▶ _Aufgabe A_
Laut dem Textauszug soll sich ein Mann vorstellen, für die exakt gleiche Arbeit wie eine Kollegin weniger Geld zu bekommen. Um welchen Betrag geht es dabei?

Teresa Bücker beschreibt wie sie zu Männerpolitik steht:
Als Feministin bin ich manchmal müde. Müde, zu erklären, warum ich wütend bin. Müde, zu erklären, warum ich keine Geduld mehr habe. Ich bin nicht die erste Frau, die auf vollständige Gleichberechtigung wartet und für die es kein Trost ist, dass es heute ein wenig besser ist als gestern. Dabei ist Gerechtigkeit so leicht zu erklären, wenn man den Spieß umdreht. Sobald man einem Mann sagt, er solle sich vorstellen, dass er für die exakt gleiche Arbeit, die eine Kollegin verrichtet, 500 Euro weniger im Monat bekommen würde als sie, fällt der Groschen. In der umgekehrten Konstellation würde der Gehaltsunterschied vielleicht gerechtfertigt: „Hat sie schlecht verhandelt?“, „Hat sie eine Babypause gemacht?“ Erst wenn sich Personen wirklich einfühlen in die Situationen, in denen andere sehr konkret oder auch subtil Diskriminierung erfahren, können sie verstehen, woher Wut und Ungeduld kommen. Wir alle können das, wenn wir uns Mühe geben.

▶ _Aufgabe B_
Filtere aus den folgenden Einträgen jede Zeile heraus, in der die Zeichenfolge "photo" vorkommt.

▶ _Material_
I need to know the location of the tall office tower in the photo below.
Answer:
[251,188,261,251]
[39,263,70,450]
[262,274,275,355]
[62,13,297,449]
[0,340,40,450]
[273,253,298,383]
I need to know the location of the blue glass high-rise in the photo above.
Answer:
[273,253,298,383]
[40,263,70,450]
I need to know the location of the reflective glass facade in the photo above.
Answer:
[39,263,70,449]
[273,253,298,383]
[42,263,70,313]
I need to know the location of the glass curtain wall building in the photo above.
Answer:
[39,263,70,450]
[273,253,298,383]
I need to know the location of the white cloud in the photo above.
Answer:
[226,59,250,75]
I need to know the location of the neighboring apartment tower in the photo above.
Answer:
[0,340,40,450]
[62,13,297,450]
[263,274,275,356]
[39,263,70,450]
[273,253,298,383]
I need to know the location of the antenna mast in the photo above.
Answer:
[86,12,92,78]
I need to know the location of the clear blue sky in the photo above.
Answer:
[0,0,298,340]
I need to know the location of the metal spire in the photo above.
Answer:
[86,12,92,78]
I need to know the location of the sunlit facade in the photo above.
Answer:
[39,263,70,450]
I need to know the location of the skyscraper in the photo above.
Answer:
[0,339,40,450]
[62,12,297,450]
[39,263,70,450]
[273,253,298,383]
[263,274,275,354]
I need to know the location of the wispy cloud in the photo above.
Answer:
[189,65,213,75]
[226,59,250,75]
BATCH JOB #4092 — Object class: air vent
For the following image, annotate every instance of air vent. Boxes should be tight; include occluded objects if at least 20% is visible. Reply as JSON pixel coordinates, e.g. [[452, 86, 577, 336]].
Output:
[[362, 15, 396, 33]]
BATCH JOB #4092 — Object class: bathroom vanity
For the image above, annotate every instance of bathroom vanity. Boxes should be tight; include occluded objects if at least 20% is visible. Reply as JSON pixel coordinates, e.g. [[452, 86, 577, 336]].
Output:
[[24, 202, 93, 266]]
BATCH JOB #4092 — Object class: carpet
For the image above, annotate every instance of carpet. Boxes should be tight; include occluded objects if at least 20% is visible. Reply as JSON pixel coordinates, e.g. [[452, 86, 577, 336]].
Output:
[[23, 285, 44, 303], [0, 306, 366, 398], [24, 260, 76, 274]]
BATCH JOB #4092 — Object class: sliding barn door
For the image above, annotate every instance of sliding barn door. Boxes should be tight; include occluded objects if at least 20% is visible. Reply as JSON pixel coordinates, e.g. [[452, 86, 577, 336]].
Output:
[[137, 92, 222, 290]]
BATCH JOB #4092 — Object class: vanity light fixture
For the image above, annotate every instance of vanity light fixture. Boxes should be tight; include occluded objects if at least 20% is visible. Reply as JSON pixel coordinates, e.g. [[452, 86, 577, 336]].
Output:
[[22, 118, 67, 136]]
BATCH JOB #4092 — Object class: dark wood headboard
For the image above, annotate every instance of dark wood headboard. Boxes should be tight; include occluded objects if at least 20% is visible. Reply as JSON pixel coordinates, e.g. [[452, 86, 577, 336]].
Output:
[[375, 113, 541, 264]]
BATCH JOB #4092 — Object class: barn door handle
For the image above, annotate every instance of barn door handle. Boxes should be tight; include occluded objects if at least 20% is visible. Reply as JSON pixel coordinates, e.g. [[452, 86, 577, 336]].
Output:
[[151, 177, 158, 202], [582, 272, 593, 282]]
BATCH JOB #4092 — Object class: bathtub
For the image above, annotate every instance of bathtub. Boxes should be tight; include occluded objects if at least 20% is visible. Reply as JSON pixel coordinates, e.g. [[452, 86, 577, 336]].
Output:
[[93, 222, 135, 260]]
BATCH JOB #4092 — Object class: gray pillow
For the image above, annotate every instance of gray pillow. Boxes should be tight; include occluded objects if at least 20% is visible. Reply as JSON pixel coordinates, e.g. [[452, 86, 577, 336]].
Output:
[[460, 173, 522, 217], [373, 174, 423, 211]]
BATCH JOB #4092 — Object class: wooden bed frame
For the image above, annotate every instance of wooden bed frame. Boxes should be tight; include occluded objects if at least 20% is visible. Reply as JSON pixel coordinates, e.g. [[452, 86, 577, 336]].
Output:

▶ _Vollständige Ausgabe A_
Um 500 Euro weniger im Monat.

▶ _Vollständige Ausgabe B_
I need to know the location of the tall office tower in the photo below.
I need to know the location of the blue glass high-rise in the photo above.
I need to know the location of the reflective glass facade in the photo above.
I need to know the location of the glass curtain wall building in the photo above.
I need to know the location of the white cloud in the photo above.
I need to know the location of the neighboring apartment tower in the photo above.
I need to know the location of the antenna mast in the photo above.
I need to know the location of the clear blue sky in the photo above.
I need to know the location of the metal spire in the photo above.
I need to know the location of the sunlit facade in the photo above.
I need to know the location of the skyscraper in the photo above.
I need to know the location of the wispy cloud in the photo above.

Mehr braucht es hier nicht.